[Material for this exercise]

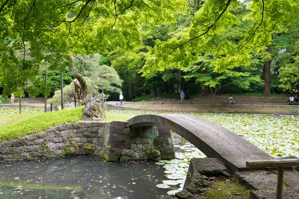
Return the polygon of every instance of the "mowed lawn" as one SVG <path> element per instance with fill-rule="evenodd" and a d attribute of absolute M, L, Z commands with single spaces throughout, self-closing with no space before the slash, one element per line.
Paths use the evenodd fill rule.
<path fill-rule="evenodd" d="M 82 119 L 84 106 L 66 108 L 58 111 L 43 112 L 42 108 L 23 108 L 18 114 L 17 108 L 0 108 L 0 142 L 38 132 L 62 124 L 76 122 Z M 101 122 L 126 121 L 132 115 L 107 112 L 106 120 Z"/>

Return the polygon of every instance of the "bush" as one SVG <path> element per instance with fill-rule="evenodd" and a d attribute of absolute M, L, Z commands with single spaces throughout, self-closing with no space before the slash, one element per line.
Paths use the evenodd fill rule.
<path fill-rule="evenodd" d="M 75 122 L 82 118 L 84 106 L 47 112 L 16 124 L 0 128 L 0 142 L 19 138 L 60 124 Z"/>

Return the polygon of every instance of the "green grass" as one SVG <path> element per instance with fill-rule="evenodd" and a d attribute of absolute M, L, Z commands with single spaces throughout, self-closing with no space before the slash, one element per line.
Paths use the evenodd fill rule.
<path fill-rule="evenodd" d="M 245 186 L 239 184 L 237 180 L 233 179 L 230 181 L 221 181 L 216 183 L 211 190 L 206 192 L 206 195 L 208 199 L 250 199 L 249 192 L 250 191 L 247 190 Z M 233 196 L 233 198 L 232 198 L 232 196 L 230 196 L 229 193 Z M 241 195 L 234 195 L 234 193 L 238 193 Z"/>
<path fill-rule="evenodd" d="M 84 108 L 84 106 L 82 106 L 59 111 L 42 113 L 26 118 L 13 125 L 2 127 L 0 128 L 0 142 L 19 138 L 59 124 L 79 121 L 82 119 Z"/>
<path fill-rule="evenodd" d="M 252 97 L 252 98 L 256 98 L 257 99 L 265 99 L 265 98 L 269 98 L 269 99 L 289 99 L 290 98 L 290 95 L 289 94 L 271 94 L 270 96 L 265 96 L 262 93 L 244 93 L 244 94 L 231 94 L 231 96 L 234 98 L 237 97 Z M 227 95 L 229 96 L 229 95 Z"/>
<path fill-rule="evenodd" d="M 2 128 L 43 113 L 44 113 L 43 112 L 40 112 L 32 113 L 12 114 L 0 115 L 0 126 L 1 126 L 1 128 Z"/>

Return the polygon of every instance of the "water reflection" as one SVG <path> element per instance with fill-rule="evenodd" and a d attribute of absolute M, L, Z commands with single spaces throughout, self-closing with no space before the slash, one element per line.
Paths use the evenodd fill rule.
<path fill-rule="evenodd" d="M 160 198 L 156 161 L 104 163 L 93 156 L 0 163 L 0 199 Z"/>

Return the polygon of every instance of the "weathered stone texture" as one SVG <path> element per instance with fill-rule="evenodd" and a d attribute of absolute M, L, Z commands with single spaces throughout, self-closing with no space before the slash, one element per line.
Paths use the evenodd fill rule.
<path fill-rule="evenodd" d="M 0 144 L 0 160 L 35 160 L 63 155 L 93 154 L 108 161 L 169 159 L 174 157 L 166 133 L 155 126 L 129 130 L 128 123 L 83 122 L 62 124 Z M 163 135 L 159 137 L 159 135 Z M 158 149 L 156 145 L 161 144 Z M 92 145 L 91 149 L 90 147 Z"/>

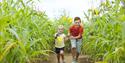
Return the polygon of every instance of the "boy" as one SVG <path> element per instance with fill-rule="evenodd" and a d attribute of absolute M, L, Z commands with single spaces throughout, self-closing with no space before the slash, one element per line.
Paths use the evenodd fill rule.
<path fill-rule="evenodd" d="M 66 40 L 66 36 L 63 33 L 64 27 L 63 25 L 58 26 L 58 31 L 55 33 L 55 52 L 57 54 L 57 60 L 58 63 L 60 63 L 60 57 L 62 58 L 62 63 L 65 63 L 64 61 L 64 42 Z"/>
<path fill-rule="evenodd" d="M 81 24 L 81 19 L 79 17 L 74 18 L 74 24 L 69 29 L 69 36 L 71 41 L 71 52 L 72 52 L 72 63 L 78 62 L 78 57 L 80 54 L 82 34 L 84 28 Z"/>

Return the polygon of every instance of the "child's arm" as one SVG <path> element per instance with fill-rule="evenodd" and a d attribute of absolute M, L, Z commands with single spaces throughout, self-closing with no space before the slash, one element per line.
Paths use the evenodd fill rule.
<path fill-rule="evenodd" d="M 64 41 L 66 42 L 69 39 L 68 36 L 64 37 Z"/>

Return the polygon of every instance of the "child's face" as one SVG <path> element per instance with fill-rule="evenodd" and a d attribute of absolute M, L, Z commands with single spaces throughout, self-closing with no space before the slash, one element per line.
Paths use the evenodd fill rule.
<path fill-rule="evenodd" d="M 59 29 L 58 29 L 58 32 L 59 32 L 59 33 L 63 33 L 63 31 L 64 31 L 63 28 L 59 28 Z"/>
<path fill-rule="evenodd" d="M 74 23 L 75 25 L 80 25 L 80 20 L 76 20 Z"/>

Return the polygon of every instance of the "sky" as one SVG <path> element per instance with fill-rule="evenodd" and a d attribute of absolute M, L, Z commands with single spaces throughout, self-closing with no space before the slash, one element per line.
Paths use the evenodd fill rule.
<path fill-rule="evenodd" d="M 84 17 L 83 11 L 91 7 L 95 8 L 100 4 L 100 0 L 42 0 L 36 2 L 36 9 L 45 11 L 51 19 L 58 18 L 65 10 L 66 14 L 71 18 L 75 16 Z"/>

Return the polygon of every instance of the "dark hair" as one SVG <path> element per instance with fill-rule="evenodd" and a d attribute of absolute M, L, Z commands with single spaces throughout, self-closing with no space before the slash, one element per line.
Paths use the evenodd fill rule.
<path fill-rule="evenodd" d="M 76 20 L 80 20 L 80 22 L 81 22 L 80 17 L 75 17 L 75 18 L 74 18 L 74 21 L 76 21 Z"/>

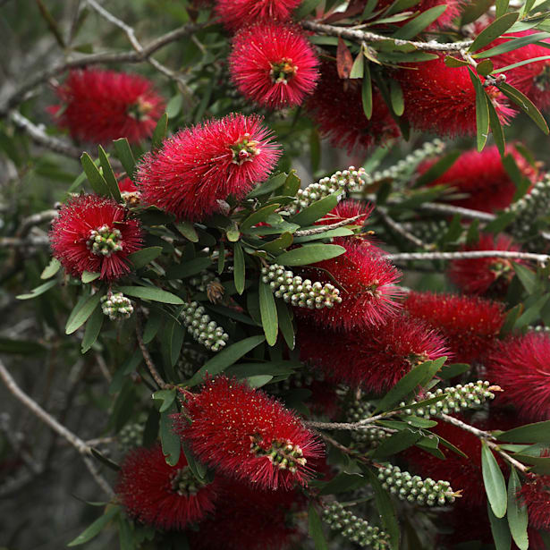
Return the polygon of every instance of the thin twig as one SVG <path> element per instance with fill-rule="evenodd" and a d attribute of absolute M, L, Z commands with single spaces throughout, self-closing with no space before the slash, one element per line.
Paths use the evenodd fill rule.
<path fill-rule="evenodd" d="M 429 260 L 429 259 L 474 259 L 478 258 L 507 258 L 510 259 L 530 259 L 539 264 L 546 264 L 550 256 L 532 252 L 513 252 L 512 250 L 465 250 L 463 252 L 399 252 L 386 254 L 392 261 Z"/>
<path fill-rule="evenodd" d="M 385 42 L 393 40 L 395 46 L 405 46 L 407 44 L 414 46 L 419 50 L 428 52 L 459 52 L 463 50 L 473 43 L 473 40 L 463 40 L 462 42 L 419 42 L 415 40 L 402 40 L 399 38 L 392 38 L 391 37 L 368 32 L 367 30 L 357 30 L 347 27 L 334 27 L 333 25 L 326 25 L 312 21 L 301 21 L 301 26 L 307 30 L 313 30 L 317 34 L 325 34 L 330 37 L 342 37 L 348 38 L 353 42 L 362 44 L 363 42 Z"/>

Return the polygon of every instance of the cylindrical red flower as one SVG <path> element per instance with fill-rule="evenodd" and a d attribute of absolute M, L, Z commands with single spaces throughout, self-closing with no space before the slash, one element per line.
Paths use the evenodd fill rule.
<path fill-rule="evenodd" d="M 490 233 L 481 234 L 471 244 L 461 247 L 461 250 L 509 250 L 520 251 L 521 248 L 512 239 L 500 234 L 495 239 Z M 519 260 L 514 260 L 516 263 Z M 525 263 L 525 262 L 521 262 Z M 476 258 L 455 259 L 449 264 L 449 278 L 467 294 L 503 296 L 514 276 L 512 260 L 506 258 Z"/>
<path fill-rule="evenodd" d="M 298 326 L 300 360 L 322 368 L 334 381 L 377 393 L 392 388 L 417 365 L 450 355 L 441 334 L 407 315 L 338 334 L 303 321 Z"/>
<path fill-rule="evenodd" d="M 52 251 L 75 277 L 84 271 L 114 280 L 130 271 L 126 258 L 141 248 L 138 220 L 112 199 L 80 195 L 59 212 L 50 231 Z"/>
<path fill-rule="evenodd" d="M 242 29 L 233 38 L 229 64 L 239 91 L 272 109 L 301 105 L 318 76 L 318 60 L 306 37 L 280 23 Z"/>
<path fill-rule="evenodd" d="M 216 13 L 224 27 L 234 32 L 258 22 L 284 23 L 299 4 L 300 0 L 216 0 Z"/>
<path fill-rule="evenodd" d="M 245 383 L 206 381 L 184 407 L 191 419 L 176 429 L 197 457 L 217 470 L 264 489 L 306 485 L 322 446 L 279 402 Z"/>
<path fill-rule="evenodd" d="M 229 195 L 242 199 L 280 156 L 256 115 L 229 114 L 182 130 L 138 167 L 141 199 L 177 218 L 200 221 Z"/>
<path fill-rule="evenodd" d="M 181 530 L 214 511 L 219 482 L 201 485 L 182 453 L 166 464 L 160 444 L 131 451 L 121 466 L 116 494 L 132 518 L 157 529 Z"/>
<path fill-rule="evenodd" d="M 393 4 L 393 0 L 378 0 L 377 10 L 385 9 Z M 442 5 L 441 0 L 420 0 L 415 5 L 407 7 L 402 10 L 402 12 L 426 12 L 436 5 Z M 462 0 L 448 0 L 444 3 L 447 9 L 428 27 L 429 30 L 437 29 L 437 27 L 446 27 L 453 22 L 453 20 L 458 17 L 461 13 L 461 8 L 463 5 Z M 410 20 L 404 21 L 408 22 Z M 398 23 L 399 24 L 399 23 Z"/>
<path fill-rule="evenodd" d="M 373 89 L 372 116 L 368 120 L 361 103 L 360 80 L 340 80 L 334 63 L 321 63 L 321 78 L 306 108 L 321 135 L 334 147 L 349 152 L 365 150 L 401 136 L 380 92 Z"/>
<path fill-rule="evenodd" d="M 550 419 L 550 335 L 528 333 L 502 342 L 487 368 L 489 380 L 504 390 L 499 402 L 513 404 L 529 420 Z"/>
<path fill-rule="evenodd" d="M 407 63 L 393 77 L 403 91 L 404 116 L 413 128 L 449 136 L 476 133 L 476 90 L 467 67 L 447 67 L 441 55 Z M 495 87 L 489 87 L 487 93 L 501 123 L 517 114 Z"/>
<path fill-rule="evenodd" d="M 334 239 L 346 251 L 332 259 L 301 270 L 312 281 L 336 283 L 342 302 L 323 309 L 296 309 L 296 313 L 320 326 L 351 330 L 384 325 L 401 305 L 402 291 L 396 285 L 399 270 L 385 259 L 380 249 L 356 237 Z M 335 283 L 334 283 L 335 282 Z"/>
<path fill-rule="evenodd" d="M 92 143 L 148 138 L 165 108 L 150 80 L 114 71 L 72 71 L 56 93 L 62 105 L 49 111 L 57 124 L 76 140 Z"/>
<path fill-rule="evenodd" d="M 503 304 L 475 296 L 412 292 L 404 307 L 411 317 L 439 330 L 454 360 L 464 363 L 480 360 L 488 353 L 505 317 Z"/>
<path fill-rule="evenodd" d="M 529 165 L 513 146 L 506 148 L 506 154 L 513 157 L 521 174 L 534 183 L 538 170 Z M 437 160 L 422 163 L 419 175 L 431 168 Z M 515 183 L 506 172 L 496 146 L 487 147 L 481 153 L 476 149 L 465 151 L 429 185 L 445 185 L 452 195 L 461 195 L 456 199 L 443 196 L 440 200 L 482 212 L 495 212 L 509 207 L 516 192 Z"/>
<path fill-rule="evenodd" d="M 298 491 L 267 491 L 225 478 L 221 485 L 214 517 L 189 533 L 194 550 L 283 550 L 299 537 L 287 519 L 303 511 Z"/>

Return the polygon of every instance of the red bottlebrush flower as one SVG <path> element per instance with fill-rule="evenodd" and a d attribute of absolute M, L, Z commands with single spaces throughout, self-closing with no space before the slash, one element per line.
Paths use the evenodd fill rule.
<path fill-rule="evenodd" d="M 266 491 L 223 479 L 214 517 L 189 534 L 190 542 L 196 550 L 283 550 L 298 537 L 287 515 L 303 508 L 296 491 Z"/>
<path fill-rule="evenodd" d="M 302 361 L 321 368 L 333 380 L 377 393 L 389 390 L 419 363 L 450 354 L 443 336 L 406 315 L 374 329 L 337 336 L 301 322 L 297 342 Z"/>
<path fill-rule="evenodd" d="M 533 183 L 538 170 L 529 165 L 514 147 L 508 147 L 521 173 Z M 433 166 L 437 159 L 423 163 L 419 175 Z M 510 206 L 516 186 L 508 175 L 496 146 L 487 147 L 481 153 L 476 149 L 462 153 L 454 164 L 430 185 L 446 185 L 455 192 L 467 195 L 463 199 L 445 199 L 446 202 L 464 208 L 495 212 Z"/>
<path fill-rule="evenodd" d="M 233 114 L 165 140 L 138 167 L 142 200 L 177 218 L 200 221 L 219 212 L 219 201 L 229 195 L 242 199 L 281 154 L 261 121 Z"/>
<path fill-rule="evenodd" d="M 512 250 L 521 248 L 510 237 L 482 234 L 477 242 L 461 247 L 461 250 Z M 517 261 L 517 260 L 514 260 Z M 525 262 L 522 262 L 525 263 Z M 505 258 L 477 258 L 455 259 L 449 264 L 449 278 L 467 294 L 505 294 L 514 271 L 512 261 Z"/>
<path fill-rule="evenodd" d="M 550 419 L 550 336 L 528 333 L 502 342 L 487 362 L 488 377 L 504 390 L 499 402 L 513 404 L 529 420 Z"/>
<path fill-rule="evenodd" d="M 339 222 L 360 216 L 354 222 L 351 222 L 351 224 L 364 225 L 373 210 L 374 206 L 370 203 L 360 202 L 358 200 L 343 200 L 325 217 L 316 222 L 315 224 L 331 225 L 332 224 L 338 224 Z"/>
<path fill-rule="evenodd" d="M 527 504 L 529 525 L 537 529 L 550 530 L 550 476 L 531 474 L 529 477 L 518 495 Z"/>
<path fill-rule="evenodd" d="M 241 30 L 229 64 L 239 91 L 272 109 L 301 105 L 318 77 L 318 60 L 308 39 L 296 28 L 276 23 Z"/>
<path fill-rule="evenodd" d="M 153 133 L 165 108 L 150 80 L 114 71 L 72 71 L 56 93 L 62 105 L 49 111 L 57 124 L 92 143 L 140 141 Z"/>
<path fill-rule="evenodd" d="M 129 254 L 141 248 L 138 220 L 112 199 L 80 195 L 59 211 L 52 224 L 50 241 L 54 256 L 75 277 L 84 271 L 100 273 L 114 280 L 130 271 Z"/>
<path fill-rule="evenodd" d="M 393 72 L 405 100 L 405 117 L 416 130 L 442 135 L 476 133 L 476 90 L 467 67 L 447 67 L 438 59 L 407 63 Z M 516 114 L 506 97 L 495 87 L 487 92 L 501 123 Z"/>
<path fill-rule="evenodd" d="M 126 455 L 115 492 L 131 517 L 157 529 L 181 530 L 214 511 L 218 487 L 216 479 L 201 486 L 182 453 L 175 466 L 166 464 L 156 444 Z"/>
<path fill-rule="evenodd" d="M 463 363 L 479 360 L 490 351 L 505 317 L 503 304 L 475 296 L 412 292 L 404 307 L 439 330 L 454 360 Z"/>
<path fill-rule="evenodd" d="M 322 453 L 300 419 L 263 392 L 218 377 L 184 403 L 192 422 L 177 429 L 197 457 L 265 489 L 306 485 Z"/>
<path fill-rule="evenodd" d="M 378 0 L 377 9 L 385 9 L 392 5 L 392 4 L 393 0 Z M 427 10 L 434 8 L 436 5 L 441 5 L 443 3 L 441 0 L 420 0 L 420 2 L 416 5 L 402 11 L 426 12 Z M 444 4 L 447 6 L 447 9 L 428 27 L 430 30 L 436 29 L 437 27 L 446 27 L 451 24 L 453 20 L 456 19 L 456 17 L 460 14 L 463 2 L 462 0 L 449 0 L 448 2 L 445 2 Z"/>
<path fill-rule="evenodd" d="M 332 259 L 312 264 L 302 270 L 305 276 L 321 283 L 337 282 L 342 303 L 323 309 L 296 309 L 320 326 L 351 330 L 384 325 L 401 305 L 395 300 L 402 291 L 396 286 L 401 274 L 380 250 L 357 238 L 334 239 L 346 251 Z"/>
<path fill-rule="evenodd" d="M 299 5 L 300 0 L 216 0 L 216 13 L 224 27 L 235 32 L 254 23 L 284 23 Z"/>
<path fill-rule="evenodd" d="M 368 120 L 361 103 L 360 80 L 342 80 L 336 63 L 323 62 L 321 78 L 306 108 L 323 137 L 349 152 L 365 150 L 375 144 L 399 138 L 399 127 L 382 96 L 373 89 L 373 112 Z"/>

[Goal] Gather every line of the data above that contains the word "flower", copying each one in full.

[Task result]
Return the polygon of every instance of the cylindrical red flower as one SVG <path> element per instance with fill-rule="evenodd" and a d attribute of absolute M, L, Z commands with single spaces throughout, self-closing with no space before the slash, one element per line.
Return the polygon of every instance of the red bottlebrush flower as one SVG <path> element per instance with fill-rule="evenodd" and a d attribute of absolute M, L, Z commands with single spaces throughout, self-closing with no space before the slash, one element per line.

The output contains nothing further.